• [PASSAGE PROVIDED]:
Donor HLA-DQ genetic and functional divergence affect the control of BK polyoma virus infection after kidney transplantation

Abstract

BK polyomavirus (BKPyV) infection remains a major concern after kidney transplantation, increasing the risk of graft loss in the absence of specific antiviral agent now available. Here, we investigated the impact of HLA diversity on the control of posttransplant BKPyV replication. High HLA evolutionary divergence (HED) at the DQ locus in the donor was an independent predictor of BKPyV-free outcome. More generally, we highlighted the protective effect of highly divergent pairs of HLA-DQ heterodimers corresponding to heterozygous HLA-DQα01/non-DQα01 combinations. We then defined a functional divergence metrics assessed by the similarity of peptide-binding motifs between pairs of HLA-DQ molecules. Greater functional divergence correlated with the size of the BKPyV-derived DQ-bound immunopeptidome and a lower risk of BKPyV reactivation, thus providing a molecular basis for the observed genetic differences. Together, these data provide evidence for a direct link between donor HLA-DQ genetic and functional divergence, diversity of the DQ-bound immunopeptidome, and control of viral infection, likely reflecting stronger antiviral T cell responses.

• [GIVEN DATA]:
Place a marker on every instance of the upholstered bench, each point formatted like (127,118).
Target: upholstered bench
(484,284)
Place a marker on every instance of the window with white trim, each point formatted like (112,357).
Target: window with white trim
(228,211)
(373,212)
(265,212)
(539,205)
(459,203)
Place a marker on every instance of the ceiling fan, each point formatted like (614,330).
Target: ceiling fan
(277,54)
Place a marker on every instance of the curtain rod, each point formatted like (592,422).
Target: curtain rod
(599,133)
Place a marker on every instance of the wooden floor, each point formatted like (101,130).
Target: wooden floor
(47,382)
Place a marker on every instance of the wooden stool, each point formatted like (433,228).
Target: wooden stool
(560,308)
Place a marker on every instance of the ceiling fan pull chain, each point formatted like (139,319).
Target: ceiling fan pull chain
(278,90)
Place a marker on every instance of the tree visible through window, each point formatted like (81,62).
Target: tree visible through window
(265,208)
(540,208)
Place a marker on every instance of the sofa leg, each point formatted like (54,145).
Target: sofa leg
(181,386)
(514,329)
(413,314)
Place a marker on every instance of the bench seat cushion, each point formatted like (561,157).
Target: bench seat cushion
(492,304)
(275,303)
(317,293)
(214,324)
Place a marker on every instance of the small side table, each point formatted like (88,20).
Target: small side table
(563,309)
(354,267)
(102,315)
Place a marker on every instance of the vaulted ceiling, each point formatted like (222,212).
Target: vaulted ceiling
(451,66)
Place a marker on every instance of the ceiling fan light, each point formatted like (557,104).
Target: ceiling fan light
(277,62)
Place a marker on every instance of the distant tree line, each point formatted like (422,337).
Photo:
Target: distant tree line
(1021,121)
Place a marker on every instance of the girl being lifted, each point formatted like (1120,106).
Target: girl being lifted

• [WHAT YOU NEED TO DO]:
1. In the abstract on BK polyomavirus after kidney transplantation, list what its final sentence says are directly linked.
2. Carry on the text on donor HLA-DQ divergence and BK polyomavirus control from the point where it ends.

• [ANSWERS BY ITEM NUMBER]:
1.
- Donor HLA-DQ genetic and functional divergence
- Diversity of the DQ-bound immunopeptidome
- Control of viral infection

2.
Fig. 1.. Donor HLA-DQ diversity is associated with control of posttransplant BKPyV infection.

(A to C) BKPyV cumulative incidence postkidney transplantation in patients (A) above or below median age, (B) with number of HLA mismatch above or below 6, and (C) with donor HED-DQAB above or below median. (D) Distribution of donor HED-DQA (left) and HED-DQB (right) values. (E and F) Donor HED-DQA (F) and HED-DQAB (G) in individuals with two alleles of the DQA1*01 supertype, an allele of the DQA1*01 supertype together with a non-DQA1*01 allele, or with two non-DQA1*01 alleles (i.e., of the DQA1*02, 03, 04, 05, or 06 supertype). (G) BKPyV cumulative incidence postkidney transplantation in patients with donors showing DQα01/DQα01, DQα01/non-DQα01, or non-DQα01/non-DQα01 pairs. P values from log-rank tests [(A) to (C) and (H)] are indicated on each graph. MM, mismatch.

Fig. 2.. Association of HLA-DQ genetic and motif divergence with the BKPyV-derived immunopeptidome.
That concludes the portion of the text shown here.